-- Start of GIVEN DATA --

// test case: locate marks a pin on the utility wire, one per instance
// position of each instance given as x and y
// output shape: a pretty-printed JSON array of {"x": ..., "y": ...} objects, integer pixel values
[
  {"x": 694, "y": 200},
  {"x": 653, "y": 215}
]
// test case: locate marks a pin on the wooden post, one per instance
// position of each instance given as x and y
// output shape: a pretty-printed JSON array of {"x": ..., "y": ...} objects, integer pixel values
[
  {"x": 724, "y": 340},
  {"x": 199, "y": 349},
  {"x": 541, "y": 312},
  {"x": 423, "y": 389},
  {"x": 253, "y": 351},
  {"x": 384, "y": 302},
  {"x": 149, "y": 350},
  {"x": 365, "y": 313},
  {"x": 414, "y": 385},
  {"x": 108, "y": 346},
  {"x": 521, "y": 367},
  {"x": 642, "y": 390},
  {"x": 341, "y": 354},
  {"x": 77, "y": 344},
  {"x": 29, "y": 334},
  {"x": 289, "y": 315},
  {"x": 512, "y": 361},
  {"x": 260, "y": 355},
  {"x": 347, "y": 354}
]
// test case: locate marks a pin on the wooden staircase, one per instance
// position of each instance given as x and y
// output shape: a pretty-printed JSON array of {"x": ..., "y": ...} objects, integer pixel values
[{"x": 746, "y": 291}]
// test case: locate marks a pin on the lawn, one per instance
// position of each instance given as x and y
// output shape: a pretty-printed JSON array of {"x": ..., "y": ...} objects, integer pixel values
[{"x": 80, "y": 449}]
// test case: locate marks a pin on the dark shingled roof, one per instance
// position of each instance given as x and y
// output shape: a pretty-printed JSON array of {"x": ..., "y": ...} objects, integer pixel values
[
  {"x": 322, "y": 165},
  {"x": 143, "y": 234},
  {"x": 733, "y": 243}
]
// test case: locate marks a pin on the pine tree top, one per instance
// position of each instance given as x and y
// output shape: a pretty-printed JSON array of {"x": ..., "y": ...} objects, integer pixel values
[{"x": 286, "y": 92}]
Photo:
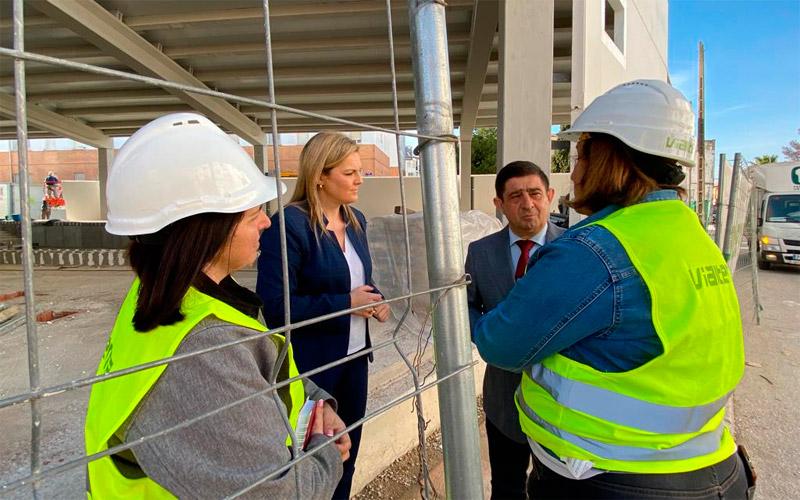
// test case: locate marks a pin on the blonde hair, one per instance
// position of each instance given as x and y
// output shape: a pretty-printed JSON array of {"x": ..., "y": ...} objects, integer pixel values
[{"x": 321, "y": 153}]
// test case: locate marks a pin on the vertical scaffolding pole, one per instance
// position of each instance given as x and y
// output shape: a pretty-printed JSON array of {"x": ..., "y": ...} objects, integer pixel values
[
  {"x": 462, "y": 462},
  {"x": 701, "y": 142},
  {"x": 27, "y": 240},
  {"x": 720, "y": 199},
  {"x": 753, "y": 243},
  {"x": 726, "y": 242}
]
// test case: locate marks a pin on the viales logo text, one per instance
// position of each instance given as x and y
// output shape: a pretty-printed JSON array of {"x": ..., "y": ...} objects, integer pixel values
[
  {"x": 710, "y": 276},
  {"x": 680, "y": 144}
]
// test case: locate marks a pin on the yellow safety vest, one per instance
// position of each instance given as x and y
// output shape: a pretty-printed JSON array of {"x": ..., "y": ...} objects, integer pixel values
[
  {"x": 666, "y": 416},
  {"x": 113, "y": 401}
]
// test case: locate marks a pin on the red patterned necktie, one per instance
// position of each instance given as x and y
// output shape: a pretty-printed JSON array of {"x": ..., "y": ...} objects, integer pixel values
[{"x": 525, "y": 255}]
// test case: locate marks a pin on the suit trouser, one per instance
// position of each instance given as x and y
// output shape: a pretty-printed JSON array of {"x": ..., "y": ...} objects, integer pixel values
[
  {"x": 726, "y": 480},
  {"x": 348, "y": 384},
  {"x": 509, "y": 462}
]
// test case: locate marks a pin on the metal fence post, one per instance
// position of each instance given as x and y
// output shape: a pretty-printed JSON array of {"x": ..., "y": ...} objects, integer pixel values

-- End of GIVEN DATA --

## [WHAT YOU WILL DO]
Your task is to set down exactly the lines that run from the line holding "top, one per instance" through the close of the entries, including both ends. Pictures stay out.

## [EXPECTED OUTPUT]
// test case: locate marks a pin on the pine tree top, one per instance
// position of each instance given as x and y
// output shape: a pretty-printed JSON array of {"x": ..., "y": ...} objects, integer pixel values
[{"x": 286, "y": 92}]
Photo:
// test case: locate marks a pin on the blonde hair, one per instance
// position of each instance given as x and y
// output shape: a pretty-printed JSON array of {"x": ..., "y": ...} objects, integer pixel values
[{"x": 321, "y": 153}]
// test case: locate marks a pin on the vertical scaffolding pole, one per instance
// position of each instance given as x and y
// output shape: a pretty-printed JSON array of {"x": ..., "y": ...} objects, integer pixel values
[
  {"x": 462, "y": 462},
  {"x": 701, "y": 142},
  {"x": 27, "y": 240},
  {"x": 720, "y": 199},
  {"x": 753, "y": 243},
  {"x": 726, "y": 242}
]
// test case: locate marks a pin on the viales logo text, one per instance
// position of each instance given as x and y
// output shape: a pretty-printed JSON array of {"x": ..., "y": ...} objects, integer pixel values
[
  {"x": 710, "y": 276},
  {"x": 680, "y": 144}
]
// test case: locate marks a pin on the yellow safety vest, one per instance
// position of each instance given as x and y
// output shape: a pretty-printed JSON array of {"x": ..., "y": ...} objects, integer pixel values
[
  {"x": 666, "y": 416},
  {"x": 113, "y": 401}
]
// test case: locate marks a pin on the red patterned necktie, one per instance
// position of each instance given as x and y
// output shape: a pretty-printed JSON array of {"x": ..., "y": ...} objects, integer pixel values
[{"x": 525, "y": 255}]
// test case: locate marks a pin on the suit trouser, one per instance
// position of each instance given as x and y
// output shape: a pretty-printed JSON array of {"x": ..., "y": ...} objects, integer pixel values
[
  {"x": 726, "y": 480},
  {"x": 348, "y": 384},
  {"x": 509, "y": 462}
]
// test case: locate marks a pin on the metal fence post, one per instance
// position of each instance given as x and y
// output shape: a pretty-printed JSON array of {"x": ..., "y": ...} objects, integer pixel values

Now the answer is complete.